Rewrite the stretch of the listing from the line containing "of the canvas" through the end of the listing, switching "glove" to "mitten" and leaving everything else unchanged.

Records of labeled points
==*==
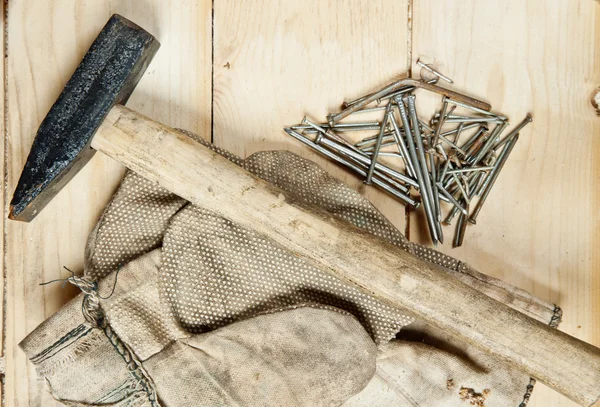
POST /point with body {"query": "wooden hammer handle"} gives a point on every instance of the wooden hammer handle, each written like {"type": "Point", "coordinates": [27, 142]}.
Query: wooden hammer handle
{"type": "Point", "coordinates": [386, 272]}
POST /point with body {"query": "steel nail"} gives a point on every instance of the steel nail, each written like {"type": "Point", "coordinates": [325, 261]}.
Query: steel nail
{"type": "Point", "coordinates": [470, 169]}
{"type": "Point", "coordinates": [473, 108]}
{"type": "Point", "coordinates": [489, 143]}
{"type": "Point", "coordinates": [418, 170]}
{"type": "Point", "coordinates": [433, 71]}
{"type": "Point", "coordinates": [378, 145]}
{"type": "Point", "coordinates": [461, 229]}
{"type": "Point", "coordinates": [376, 180]}
{"type": "Point", "coordinates": [493, 176]}
{"type": "Point", "coordinates": [402, 146]}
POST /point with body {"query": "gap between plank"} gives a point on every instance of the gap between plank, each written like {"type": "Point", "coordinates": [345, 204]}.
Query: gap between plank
{"type": "Point", "coordinates": [212, 74]}
{"type": "Point", "coordinates": [5, 188]}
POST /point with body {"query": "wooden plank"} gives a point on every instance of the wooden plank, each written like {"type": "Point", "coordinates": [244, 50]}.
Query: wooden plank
{"type": "Point", "coordinates": [47, 39]}
{"type": "Point", "coordinates": [278, 60]}
{"type": "Point", "coordinates": [2, 173]}
{"type": "Point", "coordinates": [538, 229]}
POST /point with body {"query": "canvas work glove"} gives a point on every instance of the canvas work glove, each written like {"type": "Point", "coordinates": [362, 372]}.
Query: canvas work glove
{"type": "Point", "coordinates": [207, 313]}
==*==
• [Written solution]:
POST /point with body {"query": "canvas work mitten"} gives a point on every instance of the canvas work mitten, each written like {"type": "Point", "coordinates": [362, 372]}.
Query: canvas work mitten
{"type": "Point", "coordinates": [207, 313]}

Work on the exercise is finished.